* **Petunjuk Pengerjaan**:
**A.** Cetak tanpa perubahan bagian teks tentang permainan tradisional dan radikalisme dari "Internet tidak lah" sampai dengan "pendek membendung radikalisme.".
**B.** Menurut teks tentang permainan tradisional dan radikalisme, mengapa permainan tradisional cocok dipakai untuk menyebarkan paham toleransi? Jelaskan dalam satu sampai tiga kalimat.
**C.** Lanjutkan teks tentang permainan tradisional dan radikalisme, mulai sesudah kalimat terakhirnya.

____ Teks Bacaan

Narasi

Permainan Tradisional: Edukasi Dini dalam Menangkal Radikalisme

Internet tidak lah barang yang langka. Setiap orang bisa menikmati kapan dan di mana saja. Jika dulu internet dinikmati kalangan tertentu, kini hampir semua orang bisa menikmatinya. Tidak hanya kalangan dewasa, namun juga anak-anak bisa mengakses melalui gadgetnya. Kemajuan internet itulah yang saat ini sering dimanfaatkan oleh kelompok radikal, untuk melakukan propaganda. Mereka sering menyebarkan paham radikalisme dan ujaran kebencian melalui internet dan media sosial.

Untuk membendung paham radikalisme di dunia maya, diperlukan kerja sama semua pihak. Pihak pemerintahan harus dapat membersihkan dari paham radikalisme. Masyarakat harus menciptakan konten positif dan mengawasi setiap pergerakan pengguna internet. Dua hal ini merupakan tindakan jangka pendek membendung radikalisme.

Dalam membendung radikalisme dalam jangka panjang, diperlukan edukasi kepada anak-anak untuk memahami radikalisme dan menghargai keberagaman yang ada. Kita tidak ingin anak-anak dan generasi berikutnya menjadi generasi radikal. Anak-anak harus dibentengi agar menjagi generasi yang kuat, dan tidak mudah terpengaruh oleh radikalisme.

Salah satu cara menyebarkan paham toleransi dan memutus paham radikalisme adalah menggunakan permainan tradisional. Permainan yang lebih mengutamakan kebersamaan dari pada individu. Kita lihat anak-anak sekarang sering permainan yang dianggap modern seperti seperti Play StationGame Online, Chatting di Smartphone maupun perangkat modern lainnya. Padahal ditilik dari sisi pesan moralnya, justru permainan tersebut menjauhkan anak untuk memiliki sifat sosial, toleran, serta humble.

________
____ Data Tersedia

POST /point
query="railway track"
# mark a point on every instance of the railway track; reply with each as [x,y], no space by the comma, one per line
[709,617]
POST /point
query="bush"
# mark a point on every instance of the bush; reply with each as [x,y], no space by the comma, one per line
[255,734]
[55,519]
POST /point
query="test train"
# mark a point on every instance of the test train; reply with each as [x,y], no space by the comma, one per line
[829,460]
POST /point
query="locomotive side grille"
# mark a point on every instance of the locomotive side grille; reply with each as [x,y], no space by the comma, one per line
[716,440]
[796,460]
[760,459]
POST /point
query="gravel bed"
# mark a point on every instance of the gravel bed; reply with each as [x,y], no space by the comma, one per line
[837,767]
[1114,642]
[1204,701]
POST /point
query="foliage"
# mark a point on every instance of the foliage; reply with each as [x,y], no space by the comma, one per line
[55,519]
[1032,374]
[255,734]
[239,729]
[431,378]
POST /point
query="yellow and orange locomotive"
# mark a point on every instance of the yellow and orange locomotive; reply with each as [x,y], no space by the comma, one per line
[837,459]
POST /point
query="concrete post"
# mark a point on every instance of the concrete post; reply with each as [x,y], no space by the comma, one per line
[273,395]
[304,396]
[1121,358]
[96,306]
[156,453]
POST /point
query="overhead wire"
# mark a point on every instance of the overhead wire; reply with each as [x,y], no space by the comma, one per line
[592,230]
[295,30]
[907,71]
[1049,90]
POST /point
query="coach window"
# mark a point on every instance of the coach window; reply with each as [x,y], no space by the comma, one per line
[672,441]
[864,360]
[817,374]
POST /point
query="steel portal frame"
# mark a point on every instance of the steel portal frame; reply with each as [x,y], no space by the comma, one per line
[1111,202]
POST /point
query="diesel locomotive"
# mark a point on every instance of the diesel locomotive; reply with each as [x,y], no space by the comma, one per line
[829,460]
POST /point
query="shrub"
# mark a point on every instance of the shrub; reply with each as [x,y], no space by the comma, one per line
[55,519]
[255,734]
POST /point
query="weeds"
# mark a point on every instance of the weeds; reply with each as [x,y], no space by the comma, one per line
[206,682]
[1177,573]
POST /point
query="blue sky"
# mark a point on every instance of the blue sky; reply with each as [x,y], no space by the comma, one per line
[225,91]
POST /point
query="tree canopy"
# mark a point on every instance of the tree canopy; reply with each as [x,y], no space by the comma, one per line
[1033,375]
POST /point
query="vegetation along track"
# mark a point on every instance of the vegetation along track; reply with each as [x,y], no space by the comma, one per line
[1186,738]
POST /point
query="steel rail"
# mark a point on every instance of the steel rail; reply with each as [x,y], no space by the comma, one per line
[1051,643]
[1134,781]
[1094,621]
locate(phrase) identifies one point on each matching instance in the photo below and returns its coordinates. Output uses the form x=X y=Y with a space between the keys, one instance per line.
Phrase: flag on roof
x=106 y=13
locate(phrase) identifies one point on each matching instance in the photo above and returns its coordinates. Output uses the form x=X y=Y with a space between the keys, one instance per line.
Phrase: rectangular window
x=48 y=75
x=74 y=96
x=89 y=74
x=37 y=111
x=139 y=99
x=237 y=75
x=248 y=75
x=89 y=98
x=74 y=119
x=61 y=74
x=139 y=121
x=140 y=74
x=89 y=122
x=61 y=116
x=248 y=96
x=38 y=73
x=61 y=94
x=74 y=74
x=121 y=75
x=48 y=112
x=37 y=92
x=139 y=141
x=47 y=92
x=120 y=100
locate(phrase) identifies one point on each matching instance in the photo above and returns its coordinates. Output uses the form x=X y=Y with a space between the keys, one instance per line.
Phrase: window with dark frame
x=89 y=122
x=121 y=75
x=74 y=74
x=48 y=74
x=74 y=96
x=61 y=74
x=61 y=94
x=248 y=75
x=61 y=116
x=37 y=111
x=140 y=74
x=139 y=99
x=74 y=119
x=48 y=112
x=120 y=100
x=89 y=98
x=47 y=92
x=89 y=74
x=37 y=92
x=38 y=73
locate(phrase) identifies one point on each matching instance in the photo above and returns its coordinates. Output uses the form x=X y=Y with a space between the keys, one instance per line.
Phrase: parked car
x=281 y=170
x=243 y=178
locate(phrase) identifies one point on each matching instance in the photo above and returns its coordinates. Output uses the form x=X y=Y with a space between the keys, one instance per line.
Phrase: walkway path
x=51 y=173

________

* **Jawaban Latihan**:
**A.**
Internet tidak lah barang yang langka. Setiap orang bisa menikmati kapan dan di mana saja. Jika dulu internet dinikmati kalangan tertentu, kini hampir semua orang bisa menikmatinya. Tidak hanya kalangan dewasa, namun juga anak-anak bisa mengakses melalui gadgetnya. Kemajuan internet itulah yang saat ini sering dimanfaatkan oleh kelompok radikal, untuk melakukan propaganda. Mereka sering menyebarkan paham radikalisme dan ujaran kebencian melalui internet dan media sosial.

Untuk membendung paham radikalisme di dunia maya, diperlukan kerja sama semua pihak. Pihak pemerintahan harus dapat membersihkan dari paham radikalisme. Masyarakat harus menciptakan konten positif dan mengawasi setiap pergerakan pengguna internet. Dua hal ini merupakan tindakan jangka pendek membendung radikalisme.

**B.** Permainan tradisional lebih mengutamakan kebersamaan daripada individu. Karena itu, teks menyebutnya sebagai salah satu cara menyebarkan paham toleransi dan memutus paham radikalisme.

**C.**
Padahal di Indonesia banyak sekali permainan tradisional yang sarat akan makna kehidupan. Pesan-pesan tersebut disiratkan dalam tiap ucapan/tindakan maupun bentuk dari permainan itu sendiri. Sebagai contoh adalah ucapan Hompimpa.

Banyak dari kita [mungkin] tidak tahu makna dari kata Hompimpa tersebut. Kata Hompimpa sebenarnya adalah sebuah ucapan yang diambil dari bahasa sanskerta, yang kalimat lengkapnya adalah Hompimpa Alaihum Gambreng. Arti dari kata tersebut adalah “dari Tuhan akan kembali ke Tuhan, mari bermain.” Sangat sederhana, namun kalau ditelaah lebih jauh ini justru memiliki nasehat kehidupan yang sangat penting.

Beberapa nasehat tersebut antara lain; Pertama bahwa hakikat hidup manusia tidaklah ada yang abadi. Semua yang bernyawa pasti akan kembali pada yang menciptakan. Ini menyiratkan bahwa hidup itu seperti permainan. Bahwa kita harus terus bermain [baca : beribadah] agar kita bisa menjadi pemenang [baca : mendapatkan nirwana di kehidupan berikutnya].

Tidak ada waktu untuk beristirahat sampai menjadi pemenang. Sama seperti kehidupan, bahwa setiap detik dalam kehidupan ini adalah sebuah ibadah dan harus terus dijalankan agar kelak kita bisa merengguk nikmatnya nirwana sebagai seorang pemenang.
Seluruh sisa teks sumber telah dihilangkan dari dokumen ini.